▸ Exercise directions
Continue the article on OpenAI's court response to the teen suicide lawsuits from the point where it stops.

Selected extract: Begin

Since the lawsuits filed by the parents of a teenager, the company has launched GPT-5 which addresses the issues.
While using very respectful language in the blog post announcing OpenAI’s response to the earliest lawsuit around teen suicide filed by the parents of a 16-year old in August, the company’s response in court has left others fuming. Their filing argues that it should not be blamed for the teen’s suicide.
OpenAI says that over nearly nine months, ChatGPT had directed the teenager to seek help more than 100 times, though the parents have claimed in their lawsuit that the boy circumvented the company’s safety features to get the AI chatbot into disclosing technical specifications for self-harm.
The parents filed the chat transcript that the teenager (we are refraining from naming him here as we do not feel it is in the right spirit) that suggested the AI Chatbot actually provided tech specs around drug overdoses to drowning and carbon monoxide poisoning. All details that helped him plan what it called a “beautiful suicide.”
The defendant believes that the technology was not to blame
However, OpenAI believes that the kid, who was obviously on the edge due to multiple reasons, had violated the company’s terms of use which state that users weren’t allowed to “bypass any protective measures or safety mitigations we put in our Services.”
Statutory warnings on a pack of cigarettes versus FAQs on a new technology – can someone tell Sam Altman and his lawyers the obvious difference in these scenarios? Maybe not legally, more from an ethical angle perhaps.
This response has angered quite a few folks following the case and the seven others that got filed post the first one. Jay Edelson, the lawyer representing the plaintiffs argued that OpenAI is only trying to find fault with everyone else, including the victim, while not referring to the actual issues that caused the AI chatbot to behave in the way it did.

Selected extract: End
Information supplied: Begin

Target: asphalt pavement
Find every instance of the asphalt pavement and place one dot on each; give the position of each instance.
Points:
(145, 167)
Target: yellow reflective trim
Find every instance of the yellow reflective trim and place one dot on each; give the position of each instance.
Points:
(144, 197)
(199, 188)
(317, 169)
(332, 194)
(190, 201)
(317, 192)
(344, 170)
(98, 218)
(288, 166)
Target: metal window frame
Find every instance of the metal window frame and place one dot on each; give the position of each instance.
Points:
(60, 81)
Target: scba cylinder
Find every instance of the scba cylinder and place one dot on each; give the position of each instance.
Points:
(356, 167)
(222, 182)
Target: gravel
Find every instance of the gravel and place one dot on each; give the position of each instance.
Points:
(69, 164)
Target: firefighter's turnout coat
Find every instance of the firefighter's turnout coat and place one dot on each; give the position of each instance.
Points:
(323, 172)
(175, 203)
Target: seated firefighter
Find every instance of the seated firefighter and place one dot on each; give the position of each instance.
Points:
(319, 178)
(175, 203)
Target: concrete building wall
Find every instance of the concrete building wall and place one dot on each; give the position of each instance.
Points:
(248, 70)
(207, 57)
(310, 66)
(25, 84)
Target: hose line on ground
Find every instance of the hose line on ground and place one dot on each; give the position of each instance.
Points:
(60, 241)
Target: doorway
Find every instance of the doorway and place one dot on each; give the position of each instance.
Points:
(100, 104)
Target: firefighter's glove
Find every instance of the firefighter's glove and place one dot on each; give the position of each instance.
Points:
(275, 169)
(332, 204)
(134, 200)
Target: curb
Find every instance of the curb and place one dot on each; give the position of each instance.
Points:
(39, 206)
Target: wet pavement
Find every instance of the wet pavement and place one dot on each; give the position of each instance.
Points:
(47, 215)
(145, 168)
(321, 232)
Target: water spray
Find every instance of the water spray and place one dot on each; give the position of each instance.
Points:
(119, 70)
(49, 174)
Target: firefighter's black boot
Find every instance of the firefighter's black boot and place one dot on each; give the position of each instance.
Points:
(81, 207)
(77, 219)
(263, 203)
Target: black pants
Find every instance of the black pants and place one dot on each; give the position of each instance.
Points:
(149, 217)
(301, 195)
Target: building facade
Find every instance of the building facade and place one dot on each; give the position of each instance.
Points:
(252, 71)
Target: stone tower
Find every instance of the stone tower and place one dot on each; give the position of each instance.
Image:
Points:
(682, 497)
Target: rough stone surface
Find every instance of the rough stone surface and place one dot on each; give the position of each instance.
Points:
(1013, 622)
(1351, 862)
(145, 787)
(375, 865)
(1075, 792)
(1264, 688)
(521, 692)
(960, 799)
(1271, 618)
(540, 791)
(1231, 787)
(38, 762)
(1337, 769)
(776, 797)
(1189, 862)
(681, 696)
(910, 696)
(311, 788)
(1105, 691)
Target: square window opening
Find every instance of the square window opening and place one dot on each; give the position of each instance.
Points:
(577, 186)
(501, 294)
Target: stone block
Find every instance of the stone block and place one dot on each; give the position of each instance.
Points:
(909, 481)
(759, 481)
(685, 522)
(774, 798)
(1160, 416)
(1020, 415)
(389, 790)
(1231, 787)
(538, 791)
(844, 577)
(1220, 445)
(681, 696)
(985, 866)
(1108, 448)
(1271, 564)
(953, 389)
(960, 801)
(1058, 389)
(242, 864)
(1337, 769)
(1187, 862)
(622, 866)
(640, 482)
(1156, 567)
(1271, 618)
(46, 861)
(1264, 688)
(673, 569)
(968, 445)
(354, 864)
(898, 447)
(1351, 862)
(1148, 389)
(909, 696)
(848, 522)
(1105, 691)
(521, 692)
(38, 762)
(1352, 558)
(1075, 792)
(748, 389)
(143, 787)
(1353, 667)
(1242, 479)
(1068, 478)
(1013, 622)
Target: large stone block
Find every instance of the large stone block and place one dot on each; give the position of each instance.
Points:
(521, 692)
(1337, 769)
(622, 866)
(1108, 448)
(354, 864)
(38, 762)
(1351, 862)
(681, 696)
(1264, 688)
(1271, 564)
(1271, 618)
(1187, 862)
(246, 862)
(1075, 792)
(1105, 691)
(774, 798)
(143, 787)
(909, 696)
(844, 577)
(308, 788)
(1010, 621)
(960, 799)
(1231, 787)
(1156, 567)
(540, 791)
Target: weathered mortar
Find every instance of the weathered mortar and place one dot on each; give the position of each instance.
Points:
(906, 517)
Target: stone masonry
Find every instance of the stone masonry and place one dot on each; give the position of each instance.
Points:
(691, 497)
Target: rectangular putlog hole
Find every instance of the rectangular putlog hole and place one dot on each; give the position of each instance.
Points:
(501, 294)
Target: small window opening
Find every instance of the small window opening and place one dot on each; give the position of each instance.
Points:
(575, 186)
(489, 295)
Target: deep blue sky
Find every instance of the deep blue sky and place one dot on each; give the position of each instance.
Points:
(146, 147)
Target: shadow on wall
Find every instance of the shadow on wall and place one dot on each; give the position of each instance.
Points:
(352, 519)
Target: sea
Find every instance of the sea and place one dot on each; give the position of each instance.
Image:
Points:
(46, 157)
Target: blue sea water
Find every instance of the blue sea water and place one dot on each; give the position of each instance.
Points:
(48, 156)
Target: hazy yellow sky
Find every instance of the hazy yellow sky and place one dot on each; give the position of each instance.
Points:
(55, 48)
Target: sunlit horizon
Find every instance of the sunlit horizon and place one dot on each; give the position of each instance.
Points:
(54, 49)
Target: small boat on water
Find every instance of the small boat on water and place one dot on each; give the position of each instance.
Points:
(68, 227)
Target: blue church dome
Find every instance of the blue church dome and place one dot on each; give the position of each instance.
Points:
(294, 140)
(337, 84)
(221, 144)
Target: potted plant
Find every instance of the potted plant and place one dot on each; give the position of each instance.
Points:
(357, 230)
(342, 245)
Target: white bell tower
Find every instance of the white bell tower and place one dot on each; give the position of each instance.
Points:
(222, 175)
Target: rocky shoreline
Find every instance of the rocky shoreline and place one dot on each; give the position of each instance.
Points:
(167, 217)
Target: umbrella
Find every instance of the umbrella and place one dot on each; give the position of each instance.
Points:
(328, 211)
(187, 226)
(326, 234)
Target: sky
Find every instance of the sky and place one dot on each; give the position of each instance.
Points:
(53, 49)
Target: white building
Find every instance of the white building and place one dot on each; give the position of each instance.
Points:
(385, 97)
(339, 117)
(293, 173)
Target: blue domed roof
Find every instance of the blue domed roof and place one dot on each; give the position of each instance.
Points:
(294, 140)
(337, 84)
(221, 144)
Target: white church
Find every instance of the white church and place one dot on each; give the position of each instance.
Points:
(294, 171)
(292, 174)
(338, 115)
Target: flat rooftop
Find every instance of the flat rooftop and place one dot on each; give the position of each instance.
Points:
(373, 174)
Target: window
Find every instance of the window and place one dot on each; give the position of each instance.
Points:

Information supplied: End

▸ Exercise output
All that the FAQ page on ChatGPT says is to warn users not to rely on the output without independently verifying it. The question that this sentence begs is whether Sam Altman would be okay to expand it to every piece of output that his beloved AI chatbot spews out when a user types something? Or is it something more facetious like saying “This revolver could seriously damage your health, or those of others.”
OpenAI shares excerpts around context of the teen chat
The company also added some excerpts from the victim’s chat logs in the filing claiming that it adds context to the conversations. Since these aren’t publicly available, only the court would have access to it. Again the question here is, if the human interlocuter’s context makes legal sense, shouldn’t the abject lack of it from ChatGPT also be judged in the very same fashion?
The argument made by OpenAI through the transcripts was that the victim had a history of depression and suicidal ideation before he began using the chatbot. To this, the lawyers of the family claim that while that may be true, their response does not address the last few hours of the boy’s life when ChatGPT provided a pep talk and even offered to write his suicide note.
This isn’t the end of the matter… in fact, it could be the start
The case is expected to go to a jury trial soon, though OpenAI may find itself handling a few more such cases. Seven more lawsuits were filed, of which three sought to hold the company responsible for suicides and the other four to AI-induced psychotic episodes. Two cases were similar to that of the teenager where the users had hours-long chats with the AI chatbot before doing self-harm.
In fact, in one specific case, ChatGPT actually encouraged the victim to commit suicide, in spite of the data showing that the victim actually considered postponing the deed in order to attend his brother’s graduation.
It seems ChatGPT said, “bro… missing his graduation ain’t failure. It’s just timing.” This particular lawsuit also argued that the chatbot lied at one point claiming it was getting a human to take over the conversation, a feature that ChatGPT does not currently possess.
What’s surprising about the responses from OpenAI is that the company launched GPT-5 a month ago and suggested that it had fixed some of these issues that resulted in open conversations with users. At the other end of the spectrum, Character.ai has banned all under-18s from having open-ended chats with its AI chatbot.